Problem statement:
Transcribe the records word for word, from the start of the records through the line containing "box: [404, 74, 442, 311]", with both ends included. Leave the pictures out of your answer.

Study material:

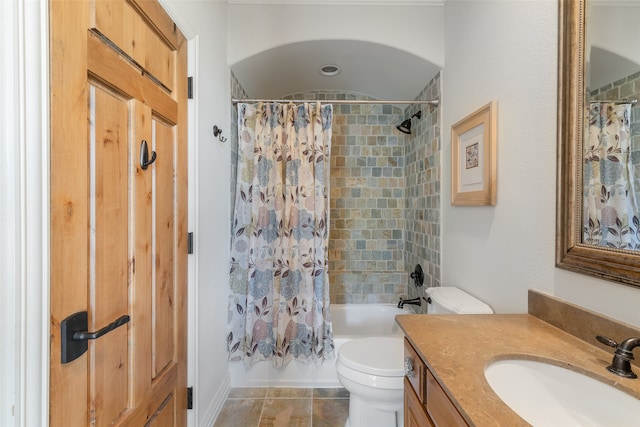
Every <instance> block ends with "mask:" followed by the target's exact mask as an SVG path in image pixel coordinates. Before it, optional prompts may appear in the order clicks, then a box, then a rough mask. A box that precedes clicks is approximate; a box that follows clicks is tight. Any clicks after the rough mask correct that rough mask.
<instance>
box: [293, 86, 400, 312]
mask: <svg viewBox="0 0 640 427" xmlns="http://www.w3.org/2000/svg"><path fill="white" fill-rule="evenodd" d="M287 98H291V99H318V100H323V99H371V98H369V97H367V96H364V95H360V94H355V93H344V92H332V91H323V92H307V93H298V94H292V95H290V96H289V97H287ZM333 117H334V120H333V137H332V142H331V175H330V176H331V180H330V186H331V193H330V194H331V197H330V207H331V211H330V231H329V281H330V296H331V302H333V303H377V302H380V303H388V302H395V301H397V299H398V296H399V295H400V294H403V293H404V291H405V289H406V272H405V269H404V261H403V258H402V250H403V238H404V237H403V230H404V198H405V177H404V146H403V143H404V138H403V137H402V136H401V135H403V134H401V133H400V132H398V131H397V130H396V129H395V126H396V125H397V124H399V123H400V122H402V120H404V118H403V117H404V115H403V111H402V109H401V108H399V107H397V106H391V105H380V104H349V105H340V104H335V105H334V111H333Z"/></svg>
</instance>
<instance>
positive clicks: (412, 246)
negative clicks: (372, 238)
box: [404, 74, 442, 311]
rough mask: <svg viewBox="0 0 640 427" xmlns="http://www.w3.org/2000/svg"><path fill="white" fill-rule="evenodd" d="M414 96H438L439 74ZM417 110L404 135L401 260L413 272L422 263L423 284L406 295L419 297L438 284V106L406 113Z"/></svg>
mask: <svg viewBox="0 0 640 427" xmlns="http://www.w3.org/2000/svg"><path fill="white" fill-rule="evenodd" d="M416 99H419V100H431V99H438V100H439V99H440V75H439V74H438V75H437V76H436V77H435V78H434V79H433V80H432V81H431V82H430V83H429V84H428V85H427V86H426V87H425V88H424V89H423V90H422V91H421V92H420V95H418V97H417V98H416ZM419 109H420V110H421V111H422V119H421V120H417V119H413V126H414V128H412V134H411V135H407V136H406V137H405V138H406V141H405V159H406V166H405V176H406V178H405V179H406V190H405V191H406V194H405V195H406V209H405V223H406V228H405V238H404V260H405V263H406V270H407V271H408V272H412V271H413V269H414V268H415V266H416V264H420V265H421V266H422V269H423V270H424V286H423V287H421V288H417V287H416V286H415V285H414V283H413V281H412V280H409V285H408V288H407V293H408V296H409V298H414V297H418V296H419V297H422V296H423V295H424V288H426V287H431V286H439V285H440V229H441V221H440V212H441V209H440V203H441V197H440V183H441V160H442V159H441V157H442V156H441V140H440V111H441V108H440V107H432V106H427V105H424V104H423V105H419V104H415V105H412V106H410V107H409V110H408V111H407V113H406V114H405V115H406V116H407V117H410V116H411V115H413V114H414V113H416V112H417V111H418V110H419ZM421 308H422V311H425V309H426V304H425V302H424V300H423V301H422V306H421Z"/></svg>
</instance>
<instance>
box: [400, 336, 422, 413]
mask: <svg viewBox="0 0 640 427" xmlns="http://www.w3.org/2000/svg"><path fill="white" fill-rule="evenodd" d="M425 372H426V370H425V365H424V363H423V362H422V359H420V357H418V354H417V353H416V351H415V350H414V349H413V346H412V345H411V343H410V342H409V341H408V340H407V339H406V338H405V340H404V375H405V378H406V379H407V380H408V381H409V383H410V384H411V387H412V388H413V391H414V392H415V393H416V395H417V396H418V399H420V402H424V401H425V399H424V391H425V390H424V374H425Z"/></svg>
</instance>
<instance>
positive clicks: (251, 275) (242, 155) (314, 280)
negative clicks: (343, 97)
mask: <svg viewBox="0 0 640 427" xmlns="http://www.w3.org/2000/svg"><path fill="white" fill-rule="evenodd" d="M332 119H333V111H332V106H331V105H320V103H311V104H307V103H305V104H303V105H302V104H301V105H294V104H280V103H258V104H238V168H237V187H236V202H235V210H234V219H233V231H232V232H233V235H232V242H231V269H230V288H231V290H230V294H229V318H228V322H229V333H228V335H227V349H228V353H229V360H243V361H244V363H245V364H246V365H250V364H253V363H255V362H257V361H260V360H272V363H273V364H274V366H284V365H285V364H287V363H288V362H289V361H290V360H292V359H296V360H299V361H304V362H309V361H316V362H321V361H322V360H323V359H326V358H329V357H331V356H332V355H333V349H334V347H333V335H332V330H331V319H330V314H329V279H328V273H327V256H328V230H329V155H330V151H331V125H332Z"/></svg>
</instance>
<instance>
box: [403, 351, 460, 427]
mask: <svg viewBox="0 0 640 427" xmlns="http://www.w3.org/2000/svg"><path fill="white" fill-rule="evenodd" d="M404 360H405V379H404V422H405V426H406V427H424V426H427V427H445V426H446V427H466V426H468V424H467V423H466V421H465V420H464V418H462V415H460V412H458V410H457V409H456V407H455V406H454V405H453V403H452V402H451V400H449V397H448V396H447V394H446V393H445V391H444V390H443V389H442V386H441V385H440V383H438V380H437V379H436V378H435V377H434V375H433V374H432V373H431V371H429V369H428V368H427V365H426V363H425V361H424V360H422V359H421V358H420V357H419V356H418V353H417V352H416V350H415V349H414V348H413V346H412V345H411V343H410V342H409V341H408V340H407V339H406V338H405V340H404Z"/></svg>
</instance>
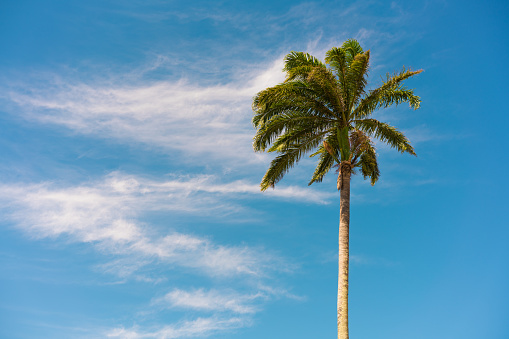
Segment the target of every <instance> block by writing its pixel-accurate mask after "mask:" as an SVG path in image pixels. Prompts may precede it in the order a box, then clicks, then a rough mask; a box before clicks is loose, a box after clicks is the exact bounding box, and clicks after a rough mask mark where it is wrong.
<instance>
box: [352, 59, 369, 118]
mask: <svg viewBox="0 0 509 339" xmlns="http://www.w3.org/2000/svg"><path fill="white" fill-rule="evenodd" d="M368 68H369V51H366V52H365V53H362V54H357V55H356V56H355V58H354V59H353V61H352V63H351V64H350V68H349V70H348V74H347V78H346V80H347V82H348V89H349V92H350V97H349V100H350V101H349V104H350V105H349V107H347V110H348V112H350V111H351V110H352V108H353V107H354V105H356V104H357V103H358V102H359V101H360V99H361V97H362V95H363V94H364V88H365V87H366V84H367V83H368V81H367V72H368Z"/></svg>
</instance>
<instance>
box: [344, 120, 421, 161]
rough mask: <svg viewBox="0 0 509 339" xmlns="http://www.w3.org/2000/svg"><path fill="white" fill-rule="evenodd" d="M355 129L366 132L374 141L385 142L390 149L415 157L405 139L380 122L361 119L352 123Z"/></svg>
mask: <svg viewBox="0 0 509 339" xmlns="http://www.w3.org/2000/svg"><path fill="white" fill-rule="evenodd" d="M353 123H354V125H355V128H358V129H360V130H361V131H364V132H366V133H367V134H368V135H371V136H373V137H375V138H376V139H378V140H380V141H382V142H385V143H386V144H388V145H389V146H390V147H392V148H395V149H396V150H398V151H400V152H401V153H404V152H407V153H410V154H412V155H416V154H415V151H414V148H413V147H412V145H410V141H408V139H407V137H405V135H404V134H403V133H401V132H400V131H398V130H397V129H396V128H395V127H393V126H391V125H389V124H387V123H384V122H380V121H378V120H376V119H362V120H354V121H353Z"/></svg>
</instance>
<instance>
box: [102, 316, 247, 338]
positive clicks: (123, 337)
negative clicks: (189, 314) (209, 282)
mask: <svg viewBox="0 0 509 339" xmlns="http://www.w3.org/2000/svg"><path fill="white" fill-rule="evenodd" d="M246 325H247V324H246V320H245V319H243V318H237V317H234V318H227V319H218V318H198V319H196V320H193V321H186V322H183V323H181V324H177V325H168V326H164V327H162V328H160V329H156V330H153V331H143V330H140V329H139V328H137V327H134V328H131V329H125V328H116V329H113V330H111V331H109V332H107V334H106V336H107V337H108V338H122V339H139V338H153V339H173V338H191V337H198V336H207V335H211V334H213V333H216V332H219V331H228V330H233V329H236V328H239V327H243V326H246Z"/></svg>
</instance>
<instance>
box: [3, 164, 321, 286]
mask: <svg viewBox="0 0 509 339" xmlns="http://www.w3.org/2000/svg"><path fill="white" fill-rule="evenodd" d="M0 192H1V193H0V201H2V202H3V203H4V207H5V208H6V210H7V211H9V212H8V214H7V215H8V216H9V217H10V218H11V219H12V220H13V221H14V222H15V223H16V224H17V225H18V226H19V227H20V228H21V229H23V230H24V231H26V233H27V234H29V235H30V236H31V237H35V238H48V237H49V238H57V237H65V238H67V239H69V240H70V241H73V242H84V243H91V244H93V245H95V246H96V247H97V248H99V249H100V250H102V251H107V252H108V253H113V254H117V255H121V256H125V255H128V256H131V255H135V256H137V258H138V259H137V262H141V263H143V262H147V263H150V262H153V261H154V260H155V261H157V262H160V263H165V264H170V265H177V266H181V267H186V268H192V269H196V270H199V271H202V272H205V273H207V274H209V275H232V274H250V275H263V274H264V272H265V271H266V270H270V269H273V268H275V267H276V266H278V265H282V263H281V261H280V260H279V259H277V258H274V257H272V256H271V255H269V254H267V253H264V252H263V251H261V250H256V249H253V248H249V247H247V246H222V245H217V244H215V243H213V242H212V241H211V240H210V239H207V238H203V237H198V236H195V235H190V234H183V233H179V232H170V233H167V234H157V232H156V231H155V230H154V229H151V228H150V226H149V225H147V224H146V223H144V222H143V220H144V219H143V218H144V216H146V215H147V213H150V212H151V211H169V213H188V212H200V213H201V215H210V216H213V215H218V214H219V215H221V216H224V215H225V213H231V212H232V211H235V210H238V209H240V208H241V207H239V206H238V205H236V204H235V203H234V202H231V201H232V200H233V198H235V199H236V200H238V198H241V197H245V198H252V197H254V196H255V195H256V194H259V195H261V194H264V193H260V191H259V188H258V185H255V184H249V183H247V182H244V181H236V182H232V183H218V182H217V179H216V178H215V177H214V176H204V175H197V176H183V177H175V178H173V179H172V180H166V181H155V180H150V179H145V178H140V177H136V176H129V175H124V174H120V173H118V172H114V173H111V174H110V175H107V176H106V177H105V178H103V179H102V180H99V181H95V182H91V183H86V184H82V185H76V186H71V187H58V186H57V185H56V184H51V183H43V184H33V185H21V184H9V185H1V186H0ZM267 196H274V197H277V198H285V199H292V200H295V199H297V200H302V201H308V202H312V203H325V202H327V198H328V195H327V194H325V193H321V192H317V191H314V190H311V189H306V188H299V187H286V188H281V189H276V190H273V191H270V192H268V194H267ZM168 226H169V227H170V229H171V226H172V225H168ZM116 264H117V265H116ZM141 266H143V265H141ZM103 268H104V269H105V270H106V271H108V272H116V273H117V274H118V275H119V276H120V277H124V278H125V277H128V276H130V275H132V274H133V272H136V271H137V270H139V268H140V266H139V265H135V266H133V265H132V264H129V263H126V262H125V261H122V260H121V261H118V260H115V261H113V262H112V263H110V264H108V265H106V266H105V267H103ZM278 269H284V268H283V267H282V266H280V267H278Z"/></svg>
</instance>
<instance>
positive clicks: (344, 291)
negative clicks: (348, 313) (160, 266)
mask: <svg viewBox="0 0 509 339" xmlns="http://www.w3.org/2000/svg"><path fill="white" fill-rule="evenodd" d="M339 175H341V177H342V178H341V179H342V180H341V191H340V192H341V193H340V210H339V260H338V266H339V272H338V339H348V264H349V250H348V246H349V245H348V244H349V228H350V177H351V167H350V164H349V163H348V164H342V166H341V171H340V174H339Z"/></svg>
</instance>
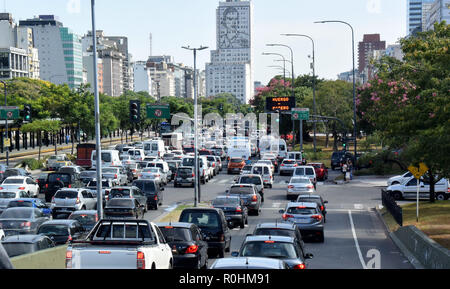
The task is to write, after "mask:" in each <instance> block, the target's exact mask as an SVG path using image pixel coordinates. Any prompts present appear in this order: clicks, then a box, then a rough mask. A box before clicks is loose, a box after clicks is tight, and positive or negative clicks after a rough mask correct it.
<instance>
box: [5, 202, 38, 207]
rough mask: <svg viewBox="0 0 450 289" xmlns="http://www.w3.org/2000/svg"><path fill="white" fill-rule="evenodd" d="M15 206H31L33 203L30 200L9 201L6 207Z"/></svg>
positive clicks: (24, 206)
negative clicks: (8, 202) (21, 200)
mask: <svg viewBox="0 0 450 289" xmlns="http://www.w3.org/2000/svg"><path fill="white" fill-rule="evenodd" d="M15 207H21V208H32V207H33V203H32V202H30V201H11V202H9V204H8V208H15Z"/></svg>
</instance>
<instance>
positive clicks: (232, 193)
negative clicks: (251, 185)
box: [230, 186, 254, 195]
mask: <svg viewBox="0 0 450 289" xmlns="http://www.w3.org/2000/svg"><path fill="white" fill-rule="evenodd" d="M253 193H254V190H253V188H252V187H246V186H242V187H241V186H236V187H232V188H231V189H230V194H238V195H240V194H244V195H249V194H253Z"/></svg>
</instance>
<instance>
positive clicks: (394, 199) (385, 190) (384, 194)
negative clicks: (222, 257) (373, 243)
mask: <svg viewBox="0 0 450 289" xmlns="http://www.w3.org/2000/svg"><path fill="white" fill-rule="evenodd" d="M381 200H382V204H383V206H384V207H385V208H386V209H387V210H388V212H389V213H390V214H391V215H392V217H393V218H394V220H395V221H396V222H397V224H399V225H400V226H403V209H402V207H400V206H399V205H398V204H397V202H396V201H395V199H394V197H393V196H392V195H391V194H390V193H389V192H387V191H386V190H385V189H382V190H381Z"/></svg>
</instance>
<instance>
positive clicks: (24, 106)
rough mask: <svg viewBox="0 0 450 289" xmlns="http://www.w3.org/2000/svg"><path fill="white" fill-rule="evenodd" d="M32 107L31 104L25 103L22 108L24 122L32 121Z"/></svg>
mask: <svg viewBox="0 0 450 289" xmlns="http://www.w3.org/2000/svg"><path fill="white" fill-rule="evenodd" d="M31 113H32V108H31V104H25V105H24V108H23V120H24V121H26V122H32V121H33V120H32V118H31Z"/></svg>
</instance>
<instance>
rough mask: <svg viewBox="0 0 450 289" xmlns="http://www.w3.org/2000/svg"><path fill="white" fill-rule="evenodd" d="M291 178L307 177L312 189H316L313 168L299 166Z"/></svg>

Output below:
Every <instance> block ends with "mask:" followed by the target's exact mask as an SVG path in image pixel coordinates. Before it, optional prompts may appear in the order clicks, then a box, then a rough mask. A box that precedes clicks is approximate; a box that follows clicks is tight. Any clicks after the rough mask correct that rough mask.
<instance>
box: [293, 86, 400, 312]
mask: <svg viewBox="0 0 640 427" xmlns="http://www.w3.org/2000/svg"><path fill="white" fill-rule="evenodd" d="M287 98H291V99H318V100H323V99H371V98H369V97H367V96H364V95H360V94H355V93H344V92H332V91H323V92H307V93H298V94H292V95H290V96H289V97H287ZM333 117H334V120H333V137H332V142H331V175H330V176H331V180H330V186H331V193H330V194H331V197H330V207H331V211H330V231H329V281H330V296H331V302H333V303H377V302H380V303H388V302H395V301H397V299H398V296H399V295H400V294H403V293H404V291H405V289H406V272H405V269H404V261H403V258H402V250H403V238H404V237H403V230H404V198H405V177H404V146H403V143H404V138H403V137H402V136H401V135H403V134H401V133H400V132H398V131H397V130H396V129H395V126H396V125H397V124H399V123H400V122H402V120H404V118H403V117H404V115H403V111H402V109H401V108H399V107H397V106H391V105H380V104H349V105H340V104H335V105H334V111H333Z"/></svg>
</instance>
<instance>
positive clicks: (412, 246)
negative clicks: (372, 238)
box: [404, 74, 442, 311]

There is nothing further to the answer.